■ Challenges:
[1] From the news story about the cryptocurrency arrest, return the passage from "Cryptocurrency Expert Charged" to "(Photographer: Akos Stiller/Bloomberg)" word for word.
[2] In the news story about the cryptocurrency arrest, where was Virgil Griffith arrested?
[3] Extend the news story about the cryptocurrency arrest, starting after its final sentence.

■ Passage shown:
>> start

The U.S. arrested one person & charged him with helping North Korea use blockchain technology “to evade sanctions & launder money”

Cryptocurrency Expert Charged With Aiding North Korea
Cryptocurrency mining rigs composed of Antminer S9 ASIC machines operate on racks at the HydroMiner GmbH cryptocurrency mining facility near Waidhofen an der Ybbs, Austria. (Photographer: Akos Stiller/Bloomberg)

(Bloomberg) -- The U.S. arrested an Ethereum Foundation cryptocurrency scientist and charged him with helping North Korea use blockchain technology “to evade sanctions and launder money.”

Virgil Griffith, 36, was arrested Thursday at Los Angeles International Airport and charged with conspiring to evade U.S. sanctions against the regime of dictator Kim Jong-un, according to a statement from Manhattan U.S. Attorney Geoffrey Berman. Griffith, a U.S. citizen who lives in Singapore, attended a blockchain and cryptocurrency conference in Pyongyang in April, despite specific State Department warnings.

>> end

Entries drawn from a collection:

>> start

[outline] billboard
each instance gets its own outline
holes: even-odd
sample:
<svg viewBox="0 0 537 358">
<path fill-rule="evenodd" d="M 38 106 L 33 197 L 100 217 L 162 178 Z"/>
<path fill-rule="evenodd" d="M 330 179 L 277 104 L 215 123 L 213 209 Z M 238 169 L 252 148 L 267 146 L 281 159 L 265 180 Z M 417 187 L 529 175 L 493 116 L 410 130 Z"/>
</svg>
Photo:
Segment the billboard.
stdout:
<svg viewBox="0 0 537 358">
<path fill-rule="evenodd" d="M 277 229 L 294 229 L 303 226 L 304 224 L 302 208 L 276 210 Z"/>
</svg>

>> end

■ Task-by-task answers:
[1]
Cryptocurrency Expert Charged With Aiding North Korea
Cryptocurrency mining rigs composed of Antminer S9 ASIC machines operate on racks at the HydroMiner GmbH cryptocurrency mining facility near Waidhofen an der Ybbs, Austria. (Photographer: Akos Stiller/Bloomberg)

[2] At Los Angeles International Airport.

[3]
“Griffith provided highly technical information to North Korea, knowing that this information could be used to help North Korea launder money and evade sanctions,” Berman said in a statement Friday. He “jeopardized the sanctions that both Congress and the president have enacted to place maximum pressure on North Korea’s dangerous regime.”

Griffith was the subject of a 2008 New York Times Magazine profile that described him as a “cult hacker” and dubbed him the “Internet Man of Mystery.“ He worked with programmer and activist Aaron Swartz to develop Tor2web, which allows dark-web sites to be viewed on a standard internet browser. On his Linkedin profile, Griffith, a California Institute of Technology Ph.D., says he moved to Singapore in 2015 because he “concluded the best place for new growth” is Asia.

He has tweeted about North Korea a number of times in the past year. On June 29, he opined that emerging multinational standards on cryptocurrency regulations would create “a market opportunity” for the isolated regime to launch an exchange. In August, he tweeted a picture of his visa to visit North Korea.

Though the charges were filed in New York, Griffith is scheduled to first appear in federal court in Los Angeles sometime Friday.

Ethereum didn’t immediately return an email seeking comment on the charges against Griffith. His attorney, Galia Amram, didn’t immediately respond to phone and email messages.

The charges against Griffith don’t name Ethereum. According to the complaint, he is employed by “an entity that functions as an open-source platform for the development of blockchain and cryptocurrency technologies,” including “Cryptocurrency-1.” Ethereum has a cryptocurrency it calls Ether.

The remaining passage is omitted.